(Data listing)

• • •

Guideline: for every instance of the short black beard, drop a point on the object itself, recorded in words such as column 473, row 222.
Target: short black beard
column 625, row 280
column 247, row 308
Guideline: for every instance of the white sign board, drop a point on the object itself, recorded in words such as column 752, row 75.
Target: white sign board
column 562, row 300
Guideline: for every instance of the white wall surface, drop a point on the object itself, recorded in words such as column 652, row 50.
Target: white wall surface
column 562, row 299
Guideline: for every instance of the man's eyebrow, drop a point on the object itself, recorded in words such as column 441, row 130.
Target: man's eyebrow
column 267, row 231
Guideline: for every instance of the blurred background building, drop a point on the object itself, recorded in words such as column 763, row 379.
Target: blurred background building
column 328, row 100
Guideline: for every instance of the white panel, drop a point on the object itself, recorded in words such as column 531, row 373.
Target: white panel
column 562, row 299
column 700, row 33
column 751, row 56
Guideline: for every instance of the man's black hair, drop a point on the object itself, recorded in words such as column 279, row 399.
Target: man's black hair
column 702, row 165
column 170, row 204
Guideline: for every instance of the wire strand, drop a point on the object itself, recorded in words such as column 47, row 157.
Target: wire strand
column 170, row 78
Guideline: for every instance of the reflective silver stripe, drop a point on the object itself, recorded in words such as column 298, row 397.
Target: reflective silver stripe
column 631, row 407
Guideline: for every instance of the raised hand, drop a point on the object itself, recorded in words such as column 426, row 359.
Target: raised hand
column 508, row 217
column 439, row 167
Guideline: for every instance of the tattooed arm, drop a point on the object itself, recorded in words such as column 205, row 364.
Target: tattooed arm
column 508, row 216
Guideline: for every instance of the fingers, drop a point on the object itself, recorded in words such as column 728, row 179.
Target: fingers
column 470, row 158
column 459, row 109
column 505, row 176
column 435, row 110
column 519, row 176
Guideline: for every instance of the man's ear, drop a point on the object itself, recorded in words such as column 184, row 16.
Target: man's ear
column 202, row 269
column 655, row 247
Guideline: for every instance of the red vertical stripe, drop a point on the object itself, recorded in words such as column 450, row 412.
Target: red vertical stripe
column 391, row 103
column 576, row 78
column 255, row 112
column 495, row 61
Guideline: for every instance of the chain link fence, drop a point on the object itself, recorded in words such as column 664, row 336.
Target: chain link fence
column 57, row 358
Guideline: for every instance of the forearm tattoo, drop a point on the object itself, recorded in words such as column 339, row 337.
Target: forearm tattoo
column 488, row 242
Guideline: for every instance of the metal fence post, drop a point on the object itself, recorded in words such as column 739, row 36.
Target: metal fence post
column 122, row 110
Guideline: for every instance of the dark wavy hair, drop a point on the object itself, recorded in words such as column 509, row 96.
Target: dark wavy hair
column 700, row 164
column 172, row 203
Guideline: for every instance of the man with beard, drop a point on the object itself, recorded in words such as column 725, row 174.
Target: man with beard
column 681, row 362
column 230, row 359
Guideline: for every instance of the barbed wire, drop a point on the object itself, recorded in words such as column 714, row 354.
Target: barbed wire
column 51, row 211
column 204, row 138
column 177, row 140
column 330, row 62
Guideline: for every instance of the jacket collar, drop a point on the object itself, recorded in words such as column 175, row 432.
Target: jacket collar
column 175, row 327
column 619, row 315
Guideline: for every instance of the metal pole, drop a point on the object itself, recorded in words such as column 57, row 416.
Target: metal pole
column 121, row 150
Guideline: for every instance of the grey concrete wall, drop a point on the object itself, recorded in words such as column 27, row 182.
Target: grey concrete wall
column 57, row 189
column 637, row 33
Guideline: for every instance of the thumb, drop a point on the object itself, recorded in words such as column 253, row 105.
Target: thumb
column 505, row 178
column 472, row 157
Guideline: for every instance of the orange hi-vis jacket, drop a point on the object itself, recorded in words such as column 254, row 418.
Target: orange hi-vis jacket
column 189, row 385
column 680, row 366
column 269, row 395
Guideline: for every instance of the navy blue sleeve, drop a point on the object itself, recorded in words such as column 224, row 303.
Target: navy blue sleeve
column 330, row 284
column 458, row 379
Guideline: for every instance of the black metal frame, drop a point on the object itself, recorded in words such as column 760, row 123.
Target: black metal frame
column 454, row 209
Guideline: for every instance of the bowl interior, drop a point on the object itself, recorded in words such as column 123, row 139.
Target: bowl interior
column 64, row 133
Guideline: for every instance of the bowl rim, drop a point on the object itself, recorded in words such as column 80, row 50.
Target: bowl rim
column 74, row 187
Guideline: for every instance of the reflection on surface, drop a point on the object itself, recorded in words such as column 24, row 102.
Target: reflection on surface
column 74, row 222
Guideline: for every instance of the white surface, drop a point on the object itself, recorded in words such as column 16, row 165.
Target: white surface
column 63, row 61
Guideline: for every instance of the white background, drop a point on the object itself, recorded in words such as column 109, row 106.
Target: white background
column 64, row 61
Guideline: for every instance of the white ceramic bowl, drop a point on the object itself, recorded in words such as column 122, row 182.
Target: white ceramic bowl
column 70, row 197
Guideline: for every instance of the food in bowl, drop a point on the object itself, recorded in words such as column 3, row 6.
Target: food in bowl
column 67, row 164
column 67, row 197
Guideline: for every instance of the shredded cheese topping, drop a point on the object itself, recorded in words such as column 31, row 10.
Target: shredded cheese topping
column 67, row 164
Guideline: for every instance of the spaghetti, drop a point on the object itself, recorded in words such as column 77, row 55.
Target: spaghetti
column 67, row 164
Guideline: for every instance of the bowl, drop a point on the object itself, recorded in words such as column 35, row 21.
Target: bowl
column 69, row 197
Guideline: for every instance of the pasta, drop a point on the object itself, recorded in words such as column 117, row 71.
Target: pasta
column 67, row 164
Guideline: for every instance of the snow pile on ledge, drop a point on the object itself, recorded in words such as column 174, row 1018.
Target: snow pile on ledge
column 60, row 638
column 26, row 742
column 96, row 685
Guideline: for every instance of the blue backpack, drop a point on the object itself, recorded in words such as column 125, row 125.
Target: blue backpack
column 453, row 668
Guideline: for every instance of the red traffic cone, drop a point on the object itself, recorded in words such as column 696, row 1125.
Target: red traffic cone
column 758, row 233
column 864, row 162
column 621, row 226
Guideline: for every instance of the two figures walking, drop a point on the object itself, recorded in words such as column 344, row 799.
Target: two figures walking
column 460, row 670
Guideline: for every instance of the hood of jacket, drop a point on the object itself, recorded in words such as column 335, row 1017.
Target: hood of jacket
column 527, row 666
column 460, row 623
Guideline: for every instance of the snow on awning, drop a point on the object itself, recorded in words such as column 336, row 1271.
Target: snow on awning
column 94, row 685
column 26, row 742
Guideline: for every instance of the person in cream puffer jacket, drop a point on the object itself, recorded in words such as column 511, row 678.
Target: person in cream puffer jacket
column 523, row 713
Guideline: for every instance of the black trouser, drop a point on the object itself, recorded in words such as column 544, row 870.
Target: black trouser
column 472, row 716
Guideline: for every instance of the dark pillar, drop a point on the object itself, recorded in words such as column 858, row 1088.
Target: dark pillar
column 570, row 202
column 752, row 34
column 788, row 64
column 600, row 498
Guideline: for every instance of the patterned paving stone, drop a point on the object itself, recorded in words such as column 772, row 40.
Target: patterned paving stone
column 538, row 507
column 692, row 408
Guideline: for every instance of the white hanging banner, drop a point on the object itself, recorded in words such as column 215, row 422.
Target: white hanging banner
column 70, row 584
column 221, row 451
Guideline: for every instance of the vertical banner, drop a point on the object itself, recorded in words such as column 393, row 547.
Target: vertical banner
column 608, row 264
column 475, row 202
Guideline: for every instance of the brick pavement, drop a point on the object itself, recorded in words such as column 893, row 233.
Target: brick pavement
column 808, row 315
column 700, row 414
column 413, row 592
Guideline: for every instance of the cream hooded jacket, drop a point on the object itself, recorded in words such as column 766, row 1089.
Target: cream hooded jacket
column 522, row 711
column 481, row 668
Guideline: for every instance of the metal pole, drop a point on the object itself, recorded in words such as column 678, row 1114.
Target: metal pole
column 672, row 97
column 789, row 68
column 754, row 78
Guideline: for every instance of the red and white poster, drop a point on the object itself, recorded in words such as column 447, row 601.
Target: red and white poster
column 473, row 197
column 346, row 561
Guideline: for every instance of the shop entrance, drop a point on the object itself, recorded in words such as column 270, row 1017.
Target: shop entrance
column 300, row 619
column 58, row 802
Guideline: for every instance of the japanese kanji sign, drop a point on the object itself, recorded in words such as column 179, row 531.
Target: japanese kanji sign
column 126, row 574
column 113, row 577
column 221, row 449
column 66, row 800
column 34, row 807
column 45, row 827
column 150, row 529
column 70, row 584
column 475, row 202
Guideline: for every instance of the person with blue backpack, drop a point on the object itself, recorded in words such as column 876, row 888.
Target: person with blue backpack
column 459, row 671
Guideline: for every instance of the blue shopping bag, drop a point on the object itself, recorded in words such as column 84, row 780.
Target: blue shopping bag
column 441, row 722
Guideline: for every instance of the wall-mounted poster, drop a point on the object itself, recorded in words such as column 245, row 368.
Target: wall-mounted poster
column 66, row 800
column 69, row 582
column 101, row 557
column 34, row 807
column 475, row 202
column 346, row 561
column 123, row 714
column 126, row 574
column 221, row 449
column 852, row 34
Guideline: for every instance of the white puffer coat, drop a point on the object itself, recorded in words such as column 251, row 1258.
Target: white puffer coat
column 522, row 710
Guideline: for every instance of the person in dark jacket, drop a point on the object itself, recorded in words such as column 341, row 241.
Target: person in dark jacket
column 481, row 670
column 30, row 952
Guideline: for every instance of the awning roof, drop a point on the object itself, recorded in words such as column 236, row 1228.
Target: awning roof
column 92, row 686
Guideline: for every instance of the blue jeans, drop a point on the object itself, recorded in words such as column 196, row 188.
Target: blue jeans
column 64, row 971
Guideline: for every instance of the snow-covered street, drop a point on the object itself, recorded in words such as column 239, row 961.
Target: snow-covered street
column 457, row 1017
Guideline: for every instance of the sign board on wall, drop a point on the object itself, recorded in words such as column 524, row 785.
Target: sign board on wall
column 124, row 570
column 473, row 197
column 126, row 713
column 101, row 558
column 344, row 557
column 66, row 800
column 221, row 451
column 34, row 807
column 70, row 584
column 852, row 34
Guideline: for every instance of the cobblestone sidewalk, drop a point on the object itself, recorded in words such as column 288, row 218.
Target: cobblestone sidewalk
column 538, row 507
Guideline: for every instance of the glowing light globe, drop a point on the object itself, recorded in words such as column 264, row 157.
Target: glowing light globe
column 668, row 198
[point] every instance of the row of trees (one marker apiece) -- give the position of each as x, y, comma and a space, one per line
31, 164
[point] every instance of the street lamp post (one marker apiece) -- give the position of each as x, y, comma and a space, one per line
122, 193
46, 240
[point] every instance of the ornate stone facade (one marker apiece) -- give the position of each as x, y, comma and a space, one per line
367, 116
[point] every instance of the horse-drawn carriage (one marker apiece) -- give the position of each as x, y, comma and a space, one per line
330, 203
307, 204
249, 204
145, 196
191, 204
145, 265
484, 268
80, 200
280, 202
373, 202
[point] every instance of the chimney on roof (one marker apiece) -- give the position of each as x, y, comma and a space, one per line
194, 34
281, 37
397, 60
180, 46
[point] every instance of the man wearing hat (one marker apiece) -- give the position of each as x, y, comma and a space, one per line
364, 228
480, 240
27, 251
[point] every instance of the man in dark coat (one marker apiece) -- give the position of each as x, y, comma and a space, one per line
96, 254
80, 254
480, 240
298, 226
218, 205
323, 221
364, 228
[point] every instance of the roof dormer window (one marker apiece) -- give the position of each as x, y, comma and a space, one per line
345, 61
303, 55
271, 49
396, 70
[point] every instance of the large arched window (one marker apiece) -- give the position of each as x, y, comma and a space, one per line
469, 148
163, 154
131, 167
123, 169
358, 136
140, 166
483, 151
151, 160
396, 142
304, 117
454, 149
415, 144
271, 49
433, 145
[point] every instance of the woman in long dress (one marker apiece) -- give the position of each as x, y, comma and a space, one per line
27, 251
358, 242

• • •

BRIEF.
Format the items above as a numbered list, from the line holding "Guideline: for every instance of the black metal" through the line holding "column 64, row 133", inclusive, and omit any blank lines.

WORKED SOLUTION.
1. Guideline: for every instance of the black metal frame, drop a point on the object itself, recorded in words such as column 760, row 123.
2. Target: black metal frame
3. column 454, row 209
4. Guideline: for every instance of the bowl interior, drop a point on the object itself, recorded in words such as column 123, row 139.
5. Target: bowl interior
6. column 64, row 133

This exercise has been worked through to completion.